### STATED GOAL
How many of the lines below contain the word "forest", with case counting? Reply with the number alone.
------------------------------------------------------------
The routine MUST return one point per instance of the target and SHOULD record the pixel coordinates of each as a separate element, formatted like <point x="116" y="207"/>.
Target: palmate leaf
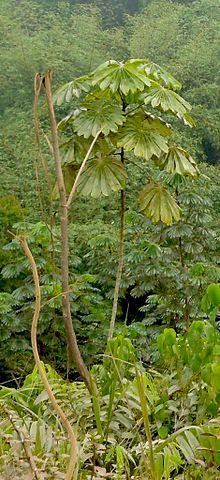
<point x="145" y="135"/>
<point x="177" y="160"/>
<point x="169" y="101"/>
<point x="158" y="205"/>
<point x="102" y="175"/>
<point x="98" y="115"/>
<point x="125" y="77"/>
<point x="74" y="150"/>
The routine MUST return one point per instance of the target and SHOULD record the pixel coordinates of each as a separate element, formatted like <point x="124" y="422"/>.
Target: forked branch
<point x="41" y="370"/>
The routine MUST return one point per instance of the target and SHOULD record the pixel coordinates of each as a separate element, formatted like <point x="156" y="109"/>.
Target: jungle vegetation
<point x="109" y="253"/>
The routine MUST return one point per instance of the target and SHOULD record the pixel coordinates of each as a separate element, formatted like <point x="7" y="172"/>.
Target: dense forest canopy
<point x="121" y="216"/>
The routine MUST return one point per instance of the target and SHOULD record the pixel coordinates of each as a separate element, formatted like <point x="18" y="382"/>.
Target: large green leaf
<point x="158" y="205"/>
<point x="169" y="101"/>
<point x="98" y="115"/>
<point x="177" y="160"/>
<point x="125" y="77"/>
<point x="102" y="175"/>
<point x="145" y="135"/>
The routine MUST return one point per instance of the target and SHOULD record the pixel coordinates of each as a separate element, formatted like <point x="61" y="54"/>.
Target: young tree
<point x="119" y="110"/>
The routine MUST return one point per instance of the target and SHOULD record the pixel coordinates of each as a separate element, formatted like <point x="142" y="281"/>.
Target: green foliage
<point x="124" y="451"/>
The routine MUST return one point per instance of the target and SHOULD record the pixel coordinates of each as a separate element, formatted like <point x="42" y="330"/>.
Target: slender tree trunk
<point x="71" y="336"/>
<point x="120" y="262"/>
<point x="42" y="373"/>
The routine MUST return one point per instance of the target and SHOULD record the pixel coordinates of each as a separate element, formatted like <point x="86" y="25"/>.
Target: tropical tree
<point x="120" y="111"/>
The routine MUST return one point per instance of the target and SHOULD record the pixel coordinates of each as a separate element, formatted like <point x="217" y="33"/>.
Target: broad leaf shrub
<point x="182" y="407"/>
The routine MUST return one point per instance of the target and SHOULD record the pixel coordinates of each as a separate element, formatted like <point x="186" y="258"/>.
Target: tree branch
<point x="72" y="193"/>
<point x="71" y="336"/>
<point x="41" y="370"/>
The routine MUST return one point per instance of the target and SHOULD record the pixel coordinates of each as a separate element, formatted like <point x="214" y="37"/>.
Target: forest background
<point x="166" y="346"/>
<point x="73" y="38"/>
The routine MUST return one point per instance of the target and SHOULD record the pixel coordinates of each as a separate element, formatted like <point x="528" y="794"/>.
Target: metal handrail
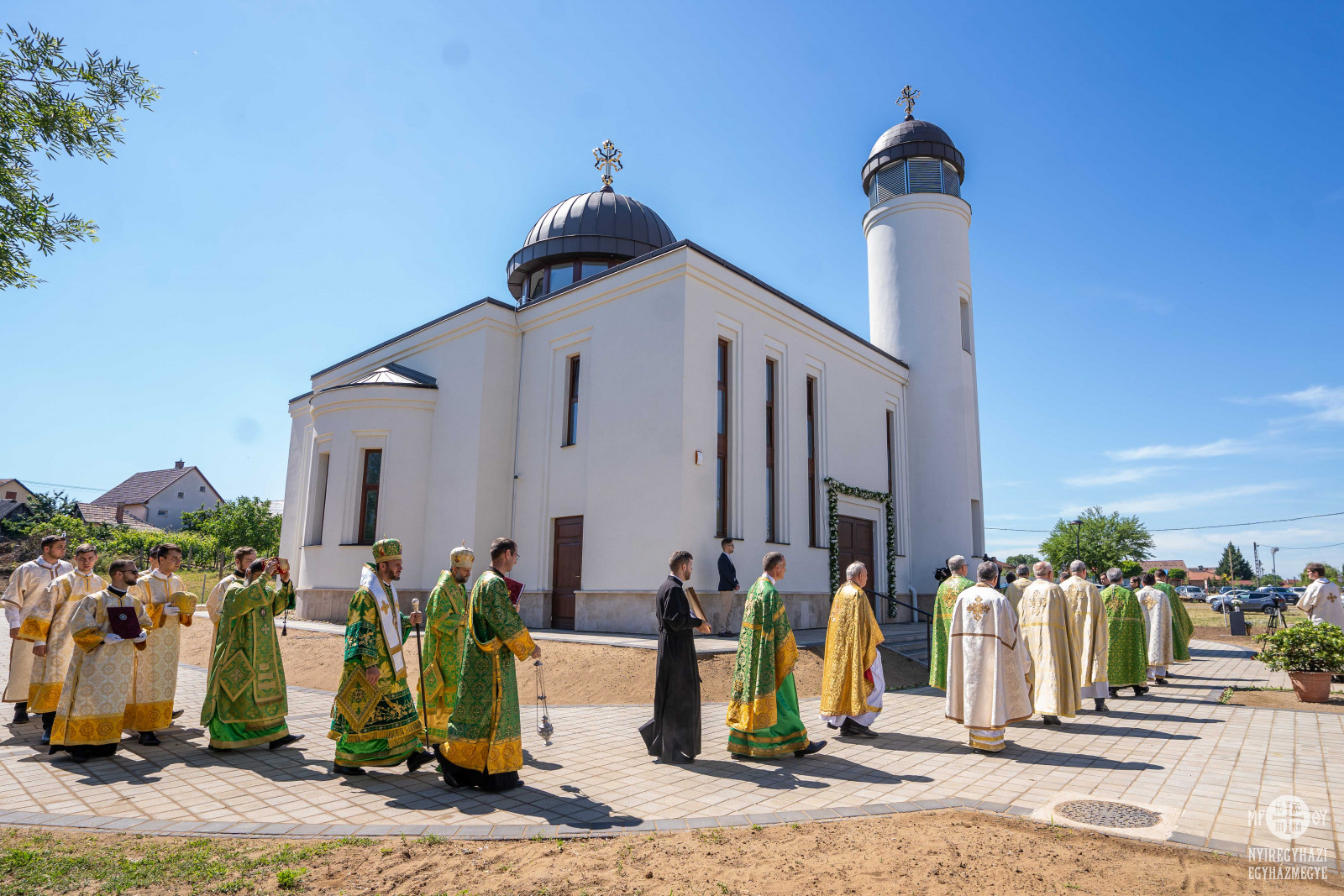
<point x="895" y="602"/>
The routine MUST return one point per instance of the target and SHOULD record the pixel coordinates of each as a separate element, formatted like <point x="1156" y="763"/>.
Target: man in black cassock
<point x="674" y="734"/>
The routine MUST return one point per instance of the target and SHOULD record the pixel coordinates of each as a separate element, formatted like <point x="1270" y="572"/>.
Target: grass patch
<point x="39" y="862"/>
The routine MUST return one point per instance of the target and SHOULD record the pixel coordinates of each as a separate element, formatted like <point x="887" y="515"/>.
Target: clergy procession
<point x="94" y="658"/>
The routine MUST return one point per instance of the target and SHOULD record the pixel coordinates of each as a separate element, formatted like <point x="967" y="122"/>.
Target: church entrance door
<point x="569" y="570"/>
<point x="855" y="543"/>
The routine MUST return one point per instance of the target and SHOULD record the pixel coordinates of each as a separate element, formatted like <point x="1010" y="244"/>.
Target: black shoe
<point x="853" y="728"/>
<point x="286" y="741"/>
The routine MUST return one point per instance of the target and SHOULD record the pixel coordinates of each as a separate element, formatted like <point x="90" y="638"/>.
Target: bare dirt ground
<point x="945" y="853"/>
<point x="575" y="673"/>
<point x="1285" y="700"/>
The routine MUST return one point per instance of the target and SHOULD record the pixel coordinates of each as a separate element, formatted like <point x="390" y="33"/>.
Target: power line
<point x="1221" y="526"/>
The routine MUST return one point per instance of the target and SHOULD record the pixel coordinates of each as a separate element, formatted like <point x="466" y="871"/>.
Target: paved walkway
<point x="1205" y="765"/>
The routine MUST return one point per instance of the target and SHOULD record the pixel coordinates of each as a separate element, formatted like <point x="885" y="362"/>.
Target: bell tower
<point x="921" y="311"/>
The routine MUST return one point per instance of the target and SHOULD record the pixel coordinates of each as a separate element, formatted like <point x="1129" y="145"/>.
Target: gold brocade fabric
<point x="853" y="638"/>
<point x="47" y="620"/>
<point x="97" y="683"/>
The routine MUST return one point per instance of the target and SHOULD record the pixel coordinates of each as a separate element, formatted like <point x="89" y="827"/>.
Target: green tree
<point x="1331" y="573"/>
<point x="53" y="107"/>
<point x="1104" y="542"/>
<point x="237" y="523"/>
<point x="1234" y="566"/>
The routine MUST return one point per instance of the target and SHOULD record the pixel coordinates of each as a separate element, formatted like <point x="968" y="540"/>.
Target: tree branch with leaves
<point x="53" y="107"/>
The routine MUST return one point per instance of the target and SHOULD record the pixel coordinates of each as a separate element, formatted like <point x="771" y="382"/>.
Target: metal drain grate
<point x="1108" y="815"/>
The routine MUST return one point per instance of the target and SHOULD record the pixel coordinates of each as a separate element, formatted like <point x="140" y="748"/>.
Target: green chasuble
<point x="1182" y="624"/>
<point x="942" y="605"/>
<point x="764" y="718"/>
<point x="373" y="726"/>
<point x="1126" y="664"/>
<point x="245" y="691"/>
<point x="484" y="732"/>
<point x="445" y="637"/>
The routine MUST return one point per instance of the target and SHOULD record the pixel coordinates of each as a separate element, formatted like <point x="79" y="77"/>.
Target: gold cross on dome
<point x="907" y="100"/>
<point x="608" y="156"/>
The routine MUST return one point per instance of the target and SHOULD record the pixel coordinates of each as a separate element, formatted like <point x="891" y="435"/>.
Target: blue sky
<point x="1156" y="248"/>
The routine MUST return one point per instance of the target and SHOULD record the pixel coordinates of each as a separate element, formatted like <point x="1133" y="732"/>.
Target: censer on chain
<point x="542" y="711"/>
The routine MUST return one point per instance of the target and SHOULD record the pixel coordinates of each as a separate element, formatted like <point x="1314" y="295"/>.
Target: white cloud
<point x="1327" y="401"/>
<point x="1182" y="500"/>
<point x="1132" y="474"/>
<point x="1171" y="452"/>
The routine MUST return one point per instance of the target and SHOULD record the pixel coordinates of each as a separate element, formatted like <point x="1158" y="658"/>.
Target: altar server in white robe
<point x="1321" y="600"/>
<point x="1158" y="624"/>
<point x="46" y="624"/>
<point x="26" y="584"/>
<point x="155" y="684"/>
<point x="1048" y="631"/>
<point x="988" y="664"/>
<point x="1088" y="611"/>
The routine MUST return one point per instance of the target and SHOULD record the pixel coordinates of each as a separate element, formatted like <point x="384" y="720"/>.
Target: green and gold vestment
<point x="484" y="732"/>
<point x="245" y="691"/>
<point x="1126" y="664"/>
<point x="764" y="719"/>
<point x="373" y="726"/>
<point x="1182" y="624"/>
<point x="942" y="605"/>
<point x="445" y="640"/>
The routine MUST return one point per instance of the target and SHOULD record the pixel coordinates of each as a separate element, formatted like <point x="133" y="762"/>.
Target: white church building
<point x="642" y="396"/>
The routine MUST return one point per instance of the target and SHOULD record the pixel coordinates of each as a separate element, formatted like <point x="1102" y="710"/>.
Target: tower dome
<point x="913" y="157"/>
<point x="584" y="235"/>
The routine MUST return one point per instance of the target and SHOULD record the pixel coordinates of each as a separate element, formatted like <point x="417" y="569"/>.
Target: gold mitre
<point x="387" y="550"/>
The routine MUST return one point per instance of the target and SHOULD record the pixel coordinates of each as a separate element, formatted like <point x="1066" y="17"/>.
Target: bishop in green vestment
<point x="942" y="605"/>
<point x="245" y="691"/>
<point x="764" y="719"/>
<point x="1126" y="663"/>
<point x="445" y="640"/>
<point x="1182" y="625"/>
<point x="374" y="719"/>
<point x="484" y="732"/>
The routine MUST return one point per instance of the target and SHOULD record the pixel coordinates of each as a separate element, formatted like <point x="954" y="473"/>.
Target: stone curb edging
<point x="257" y="831"/>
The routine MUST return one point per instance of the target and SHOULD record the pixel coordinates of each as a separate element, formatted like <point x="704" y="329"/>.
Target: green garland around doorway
<point x="833" y="490"/>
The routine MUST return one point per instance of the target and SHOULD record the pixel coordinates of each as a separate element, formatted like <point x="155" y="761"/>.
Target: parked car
<point x="1250" y="600"/>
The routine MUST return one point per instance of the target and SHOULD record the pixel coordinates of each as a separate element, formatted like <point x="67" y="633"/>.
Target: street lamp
<point x="1079" y="539"/>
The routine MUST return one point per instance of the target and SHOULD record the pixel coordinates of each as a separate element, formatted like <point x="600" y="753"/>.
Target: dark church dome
<point x="581" y="235"/>
<point x="913" y="139"/>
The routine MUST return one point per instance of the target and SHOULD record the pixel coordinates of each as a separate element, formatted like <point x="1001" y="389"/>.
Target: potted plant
<point x="1310" y="653"/>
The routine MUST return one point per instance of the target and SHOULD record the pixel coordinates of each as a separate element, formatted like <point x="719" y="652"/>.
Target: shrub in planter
<point x="1310" y="653"/>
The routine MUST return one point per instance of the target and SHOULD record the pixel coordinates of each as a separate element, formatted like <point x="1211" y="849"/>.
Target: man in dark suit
<point x="727" y="590"/>
<point x="674" y="734"/>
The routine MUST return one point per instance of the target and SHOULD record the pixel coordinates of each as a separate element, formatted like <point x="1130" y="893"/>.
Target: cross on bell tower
<point x="609" y="157"/>
<point x="907" y="100"/>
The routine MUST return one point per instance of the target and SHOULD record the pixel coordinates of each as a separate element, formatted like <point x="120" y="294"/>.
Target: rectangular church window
<point x="571" y="406"/>
<point x="769" y="452"/>
<point x="812" y="461"/>
<point x="721" y="481"/>
<point x="367" y="523"/>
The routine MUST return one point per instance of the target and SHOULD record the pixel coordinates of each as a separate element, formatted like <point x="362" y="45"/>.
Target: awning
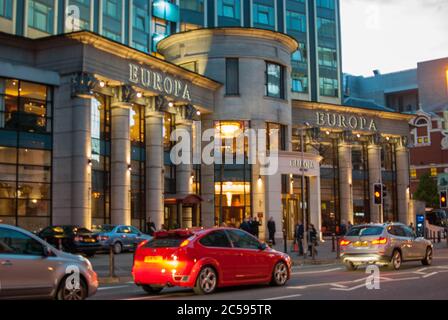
------------------------------------------------------------
### COMPLETE OUTPUT
2